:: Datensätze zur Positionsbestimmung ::
▼
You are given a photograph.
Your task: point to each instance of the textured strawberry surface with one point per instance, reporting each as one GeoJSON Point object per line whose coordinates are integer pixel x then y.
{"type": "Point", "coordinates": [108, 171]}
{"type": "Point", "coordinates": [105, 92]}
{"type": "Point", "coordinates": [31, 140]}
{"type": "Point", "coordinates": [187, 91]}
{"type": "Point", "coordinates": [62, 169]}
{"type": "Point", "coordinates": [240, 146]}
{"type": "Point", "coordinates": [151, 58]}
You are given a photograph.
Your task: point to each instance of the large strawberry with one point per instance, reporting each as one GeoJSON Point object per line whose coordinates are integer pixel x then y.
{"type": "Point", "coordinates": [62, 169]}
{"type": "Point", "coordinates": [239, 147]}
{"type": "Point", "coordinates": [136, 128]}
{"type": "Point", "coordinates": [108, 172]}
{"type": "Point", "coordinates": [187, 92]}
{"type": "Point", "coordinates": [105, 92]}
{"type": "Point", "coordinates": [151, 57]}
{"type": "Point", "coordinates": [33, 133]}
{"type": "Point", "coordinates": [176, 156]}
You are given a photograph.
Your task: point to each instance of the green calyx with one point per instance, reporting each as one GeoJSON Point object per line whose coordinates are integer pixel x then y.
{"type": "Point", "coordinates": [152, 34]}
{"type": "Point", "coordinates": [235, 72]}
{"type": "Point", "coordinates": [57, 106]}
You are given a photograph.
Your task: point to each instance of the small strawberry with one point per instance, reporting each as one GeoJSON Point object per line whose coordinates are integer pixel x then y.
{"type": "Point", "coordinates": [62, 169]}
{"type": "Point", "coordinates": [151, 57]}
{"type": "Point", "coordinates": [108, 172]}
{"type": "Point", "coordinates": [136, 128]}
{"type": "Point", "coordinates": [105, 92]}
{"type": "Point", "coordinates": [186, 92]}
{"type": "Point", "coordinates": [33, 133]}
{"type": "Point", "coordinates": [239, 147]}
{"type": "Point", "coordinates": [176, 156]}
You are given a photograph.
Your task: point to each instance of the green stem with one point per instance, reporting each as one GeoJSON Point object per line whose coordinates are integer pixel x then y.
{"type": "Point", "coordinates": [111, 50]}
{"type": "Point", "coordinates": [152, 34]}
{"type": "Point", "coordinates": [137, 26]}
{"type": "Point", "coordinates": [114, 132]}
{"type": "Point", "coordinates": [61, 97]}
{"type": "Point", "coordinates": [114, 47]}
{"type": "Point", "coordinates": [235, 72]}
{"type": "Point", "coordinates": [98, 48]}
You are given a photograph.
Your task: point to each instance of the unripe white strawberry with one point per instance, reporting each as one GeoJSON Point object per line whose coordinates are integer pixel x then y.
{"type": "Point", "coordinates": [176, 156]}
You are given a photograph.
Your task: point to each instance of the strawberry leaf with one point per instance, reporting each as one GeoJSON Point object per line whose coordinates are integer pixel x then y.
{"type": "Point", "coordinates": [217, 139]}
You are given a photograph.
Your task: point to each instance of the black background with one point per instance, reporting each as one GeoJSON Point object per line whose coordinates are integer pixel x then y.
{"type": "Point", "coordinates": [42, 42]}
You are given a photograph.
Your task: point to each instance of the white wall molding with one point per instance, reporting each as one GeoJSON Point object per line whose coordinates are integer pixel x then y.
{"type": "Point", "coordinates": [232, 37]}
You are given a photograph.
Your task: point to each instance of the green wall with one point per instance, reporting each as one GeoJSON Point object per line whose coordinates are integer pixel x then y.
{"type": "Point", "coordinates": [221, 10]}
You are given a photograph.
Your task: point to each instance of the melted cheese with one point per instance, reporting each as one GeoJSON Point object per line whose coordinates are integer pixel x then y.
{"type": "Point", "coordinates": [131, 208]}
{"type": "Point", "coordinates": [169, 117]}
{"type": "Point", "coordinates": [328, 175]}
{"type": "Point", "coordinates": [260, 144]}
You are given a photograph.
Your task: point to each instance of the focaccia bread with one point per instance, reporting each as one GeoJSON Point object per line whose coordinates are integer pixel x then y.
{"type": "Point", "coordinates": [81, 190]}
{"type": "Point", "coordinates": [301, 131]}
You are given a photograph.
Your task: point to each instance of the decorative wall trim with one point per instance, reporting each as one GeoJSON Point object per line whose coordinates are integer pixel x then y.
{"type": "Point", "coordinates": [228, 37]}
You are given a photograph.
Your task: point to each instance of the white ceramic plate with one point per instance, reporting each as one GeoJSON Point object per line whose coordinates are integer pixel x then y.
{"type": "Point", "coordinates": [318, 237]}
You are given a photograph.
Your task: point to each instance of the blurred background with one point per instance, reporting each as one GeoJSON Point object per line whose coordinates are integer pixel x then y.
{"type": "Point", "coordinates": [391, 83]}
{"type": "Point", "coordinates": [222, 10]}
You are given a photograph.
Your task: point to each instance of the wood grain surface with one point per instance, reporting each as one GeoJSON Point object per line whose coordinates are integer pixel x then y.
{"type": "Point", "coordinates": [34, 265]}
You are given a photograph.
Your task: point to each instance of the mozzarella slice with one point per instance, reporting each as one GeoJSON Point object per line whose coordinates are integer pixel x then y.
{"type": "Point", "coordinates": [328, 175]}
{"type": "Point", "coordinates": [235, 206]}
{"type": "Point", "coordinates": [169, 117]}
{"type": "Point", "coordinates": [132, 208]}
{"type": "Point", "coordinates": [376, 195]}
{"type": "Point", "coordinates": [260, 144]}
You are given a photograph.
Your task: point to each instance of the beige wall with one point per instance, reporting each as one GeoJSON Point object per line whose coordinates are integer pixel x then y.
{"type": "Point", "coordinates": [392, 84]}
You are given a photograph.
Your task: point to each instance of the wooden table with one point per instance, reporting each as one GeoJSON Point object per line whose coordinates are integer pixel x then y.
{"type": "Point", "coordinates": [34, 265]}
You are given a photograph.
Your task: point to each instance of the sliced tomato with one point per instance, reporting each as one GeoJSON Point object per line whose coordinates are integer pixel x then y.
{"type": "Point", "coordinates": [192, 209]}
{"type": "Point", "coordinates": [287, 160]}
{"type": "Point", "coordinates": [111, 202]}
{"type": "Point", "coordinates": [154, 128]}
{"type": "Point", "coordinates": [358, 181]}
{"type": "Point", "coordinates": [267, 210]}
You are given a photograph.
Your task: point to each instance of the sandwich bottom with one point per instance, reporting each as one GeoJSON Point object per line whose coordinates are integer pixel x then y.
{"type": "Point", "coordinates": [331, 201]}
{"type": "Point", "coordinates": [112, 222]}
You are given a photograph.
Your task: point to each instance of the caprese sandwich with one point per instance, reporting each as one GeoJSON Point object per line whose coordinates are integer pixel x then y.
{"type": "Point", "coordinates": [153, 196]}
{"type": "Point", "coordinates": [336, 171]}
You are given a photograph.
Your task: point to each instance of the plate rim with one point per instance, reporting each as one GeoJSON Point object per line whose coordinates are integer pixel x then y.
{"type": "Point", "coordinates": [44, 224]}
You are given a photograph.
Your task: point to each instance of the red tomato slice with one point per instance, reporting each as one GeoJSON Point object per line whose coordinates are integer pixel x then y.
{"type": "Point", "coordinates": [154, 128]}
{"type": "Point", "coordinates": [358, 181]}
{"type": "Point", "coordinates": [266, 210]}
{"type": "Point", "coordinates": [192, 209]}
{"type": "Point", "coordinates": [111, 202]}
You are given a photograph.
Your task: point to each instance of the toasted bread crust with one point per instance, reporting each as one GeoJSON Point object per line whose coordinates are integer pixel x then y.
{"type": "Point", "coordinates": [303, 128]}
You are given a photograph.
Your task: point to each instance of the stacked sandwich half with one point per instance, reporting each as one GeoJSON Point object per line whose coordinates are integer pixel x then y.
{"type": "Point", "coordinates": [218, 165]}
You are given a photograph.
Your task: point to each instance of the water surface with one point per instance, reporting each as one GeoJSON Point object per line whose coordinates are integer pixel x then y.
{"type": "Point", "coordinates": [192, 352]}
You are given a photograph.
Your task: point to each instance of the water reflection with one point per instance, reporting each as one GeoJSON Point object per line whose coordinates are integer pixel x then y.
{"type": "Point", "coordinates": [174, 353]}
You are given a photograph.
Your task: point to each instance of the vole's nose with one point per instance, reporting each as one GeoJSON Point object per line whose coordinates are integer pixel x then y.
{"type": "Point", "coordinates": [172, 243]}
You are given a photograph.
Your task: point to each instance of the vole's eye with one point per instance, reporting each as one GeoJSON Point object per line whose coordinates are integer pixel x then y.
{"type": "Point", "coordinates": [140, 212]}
▲
▼
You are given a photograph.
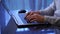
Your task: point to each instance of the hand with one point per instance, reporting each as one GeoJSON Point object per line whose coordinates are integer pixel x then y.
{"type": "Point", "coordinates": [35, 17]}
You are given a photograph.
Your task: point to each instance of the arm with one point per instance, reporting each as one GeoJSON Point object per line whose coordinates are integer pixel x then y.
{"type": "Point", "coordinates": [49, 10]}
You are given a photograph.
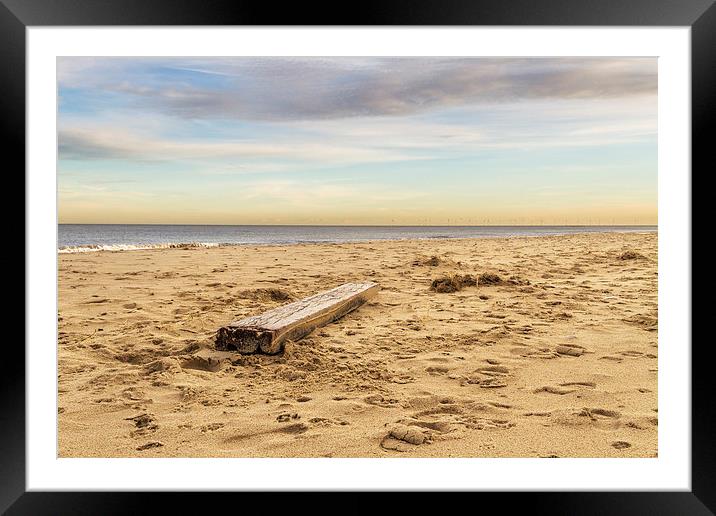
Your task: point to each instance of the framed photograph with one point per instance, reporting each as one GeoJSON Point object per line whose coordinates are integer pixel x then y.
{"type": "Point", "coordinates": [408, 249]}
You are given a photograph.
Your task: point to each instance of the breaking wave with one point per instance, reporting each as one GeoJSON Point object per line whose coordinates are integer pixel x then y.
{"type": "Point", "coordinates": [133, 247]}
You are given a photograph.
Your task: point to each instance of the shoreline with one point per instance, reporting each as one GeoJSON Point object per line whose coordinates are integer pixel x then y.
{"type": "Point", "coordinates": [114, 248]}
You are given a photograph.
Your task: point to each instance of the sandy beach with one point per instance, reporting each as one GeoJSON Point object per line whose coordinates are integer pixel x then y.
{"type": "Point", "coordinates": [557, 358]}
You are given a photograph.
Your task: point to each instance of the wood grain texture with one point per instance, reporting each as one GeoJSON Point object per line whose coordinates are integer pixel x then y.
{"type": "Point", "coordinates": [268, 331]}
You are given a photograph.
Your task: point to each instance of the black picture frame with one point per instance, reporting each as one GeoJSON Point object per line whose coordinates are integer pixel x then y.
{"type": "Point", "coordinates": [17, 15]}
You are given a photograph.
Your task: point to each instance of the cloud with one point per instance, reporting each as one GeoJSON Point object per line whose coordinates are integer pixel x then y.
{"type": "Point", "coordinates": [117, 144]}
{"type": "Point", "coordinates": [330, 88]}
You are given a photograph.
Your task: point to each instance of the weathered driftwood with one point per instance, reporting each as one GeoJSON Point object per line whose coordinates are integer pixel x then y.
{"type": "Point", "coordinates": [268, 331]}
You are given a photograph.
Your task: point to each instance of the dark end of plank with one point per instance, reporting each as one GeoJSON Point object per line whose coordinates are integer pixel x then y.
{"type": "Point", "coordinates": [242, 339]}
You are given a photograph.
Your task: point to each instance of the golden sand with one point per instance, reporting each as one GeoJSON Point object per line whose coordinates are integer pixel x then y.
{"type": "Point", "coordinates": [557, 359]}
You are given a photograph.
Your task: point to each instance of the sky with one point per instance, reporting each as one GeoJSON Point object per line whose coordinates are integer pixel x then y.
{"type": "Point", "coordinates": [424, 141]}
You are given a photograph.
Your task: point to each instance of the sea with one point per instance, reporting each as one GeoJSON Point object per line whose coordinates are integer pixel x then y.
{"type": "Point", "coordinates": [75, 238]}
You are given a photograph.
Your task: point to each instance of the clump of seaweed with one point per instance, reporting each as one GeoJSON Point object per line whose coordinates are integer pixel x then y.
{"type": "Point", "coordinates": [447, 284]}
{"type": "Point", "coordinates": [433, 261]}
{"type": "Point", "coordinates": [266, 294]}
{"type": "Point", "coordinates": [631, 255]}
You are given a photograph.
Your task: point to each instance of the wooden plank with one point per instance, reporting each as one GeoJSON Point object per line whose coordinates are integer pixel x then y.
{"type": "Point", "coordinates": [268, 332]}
▲
:: Aufgabe ::
Suche in den obigen Zeilen jede Zeile, die die Zeichenfolge „sliced“ enthält, und schreibe sie ab, wobei die Groß- und Kleinschreibung zu beachten ist.

:: Richtige Antwort ::
Your task: point to each instance of the sliced tomato with one point per instance, reporting each as one GeoJSON Point object per line whose coordinates are integer pixel x then y.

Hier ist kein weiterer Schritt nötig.